----- GIVEN RECORDS -----
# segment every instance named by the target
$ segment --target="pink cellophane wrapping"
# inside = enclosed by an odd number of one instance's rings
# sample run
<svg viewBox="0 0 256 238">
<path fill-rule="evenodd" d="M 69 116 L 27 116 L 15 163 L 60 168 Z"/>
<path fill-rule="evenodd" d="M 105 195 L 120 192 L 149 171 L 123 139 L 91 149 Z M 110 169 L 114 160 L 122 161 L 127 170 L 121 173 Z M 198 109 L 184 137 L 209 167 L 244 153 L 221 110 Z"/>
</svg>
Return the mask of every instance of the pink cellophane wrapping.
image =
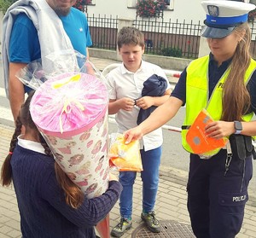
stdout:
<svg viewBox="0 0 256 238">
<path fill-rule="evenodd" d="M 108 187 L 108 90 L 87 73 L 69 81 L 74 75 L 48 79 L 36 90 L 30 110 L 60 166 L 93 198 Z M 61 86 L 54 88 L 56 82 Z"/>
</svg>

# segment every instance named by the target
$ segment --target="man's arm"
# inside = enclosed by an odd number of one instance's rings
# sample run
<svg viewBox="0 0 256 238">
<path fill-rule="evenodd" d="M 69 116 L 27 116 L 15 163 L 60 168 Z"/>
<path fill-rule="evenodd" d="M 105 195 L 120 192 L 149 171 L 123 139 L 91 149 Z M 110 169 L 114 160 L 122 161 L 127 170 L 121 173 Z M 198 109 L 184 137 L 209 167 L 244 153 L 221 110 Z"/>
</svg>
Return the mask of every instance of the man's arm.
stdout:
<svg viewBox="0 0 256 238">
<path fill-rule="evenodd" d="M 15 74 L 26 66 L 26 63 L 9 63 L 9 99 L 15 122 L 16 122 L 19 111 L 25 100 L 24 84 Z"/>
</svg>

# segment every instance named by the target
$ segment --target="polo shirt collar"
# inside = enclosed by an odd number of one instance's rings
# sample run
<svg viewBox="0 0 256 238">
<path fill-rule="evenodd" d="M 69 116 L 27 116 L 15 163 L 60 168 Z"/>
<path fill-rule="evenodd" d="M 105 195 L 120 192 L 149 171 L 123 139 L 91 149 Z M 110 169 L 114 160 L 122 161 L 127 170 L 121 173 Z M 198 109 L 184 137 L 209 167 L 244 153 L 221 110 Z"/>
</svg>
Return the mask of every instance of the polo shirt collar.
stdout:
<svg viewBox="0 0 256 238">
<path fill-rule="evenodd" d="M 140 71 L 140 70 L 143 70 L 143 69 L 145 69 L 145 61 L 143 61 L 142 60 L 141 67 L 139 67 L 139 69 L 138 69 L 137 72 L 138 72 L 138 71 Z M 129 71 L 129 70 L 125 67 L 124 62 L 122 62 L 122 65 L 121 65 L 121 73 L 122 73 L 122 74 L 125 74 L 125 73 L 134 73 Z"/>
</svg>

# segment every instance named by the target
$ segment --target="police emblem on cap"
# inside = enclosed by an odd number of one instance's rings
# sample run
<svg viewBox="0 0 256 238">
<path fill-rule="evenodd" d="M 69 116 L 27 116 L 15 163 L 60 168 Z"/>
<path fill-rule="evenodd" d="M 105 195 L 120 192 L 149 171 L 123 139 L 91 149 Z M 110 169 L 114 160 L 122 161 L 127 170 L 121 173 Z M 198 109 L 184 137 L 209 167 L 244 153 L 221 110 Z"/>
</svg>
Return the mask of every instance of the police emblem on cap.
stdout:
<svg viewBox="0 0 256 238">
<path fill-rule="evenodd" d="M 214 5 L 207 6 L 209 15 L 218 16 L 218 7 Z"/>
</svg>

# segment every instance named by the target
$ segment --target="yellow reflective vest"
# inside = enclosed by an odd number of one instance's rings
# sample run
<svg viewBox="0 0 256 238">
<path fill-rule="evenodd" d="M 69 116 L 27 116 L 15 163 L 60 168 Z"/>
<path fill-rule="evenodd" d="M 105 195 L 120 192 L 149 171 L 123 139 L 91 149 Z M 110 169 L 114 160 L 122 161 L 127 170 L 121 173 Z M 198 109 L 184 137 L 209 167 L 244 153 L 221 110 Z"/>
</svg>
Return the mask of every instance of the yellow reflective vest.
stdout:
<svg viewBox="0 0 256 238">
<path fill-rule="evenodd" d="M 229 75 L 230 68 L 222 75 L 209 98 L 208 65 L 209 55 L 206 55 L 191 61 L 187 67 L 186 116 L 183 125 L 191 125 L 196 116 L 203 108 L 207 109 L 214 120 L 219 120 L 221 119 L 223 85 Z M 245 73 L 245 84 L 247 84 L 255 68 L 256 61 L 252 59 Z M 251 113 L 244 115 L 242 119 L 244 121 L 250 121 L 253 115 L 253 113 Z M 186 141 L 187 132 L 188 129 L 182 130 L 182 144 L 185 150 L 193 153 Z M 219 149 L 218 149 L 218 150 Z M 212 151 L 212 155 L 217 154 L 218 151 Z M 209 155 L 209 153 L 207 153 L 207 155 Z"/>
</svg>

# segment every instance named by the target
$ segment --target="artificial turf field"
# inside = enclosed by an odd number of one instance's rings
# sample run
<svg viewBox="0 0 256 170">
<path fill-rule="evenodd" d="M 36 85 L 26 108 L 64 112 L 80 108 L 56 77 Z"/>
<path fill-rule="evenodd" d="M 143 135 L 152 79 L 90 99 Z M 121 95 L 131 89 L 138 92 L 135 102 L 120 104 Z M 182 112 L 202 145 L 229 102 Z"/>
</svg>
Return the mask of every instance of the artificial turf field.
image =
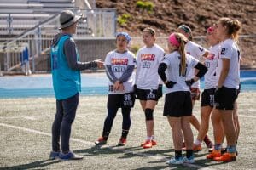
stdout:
-----
GIVEN INSTRUCTION: Please show every line of the entries that contains the string "emblem". Case counts.

RESPONSE:
$ segment --target="police emblem on cap"
Return the mask of every instance of the police emblem on cap.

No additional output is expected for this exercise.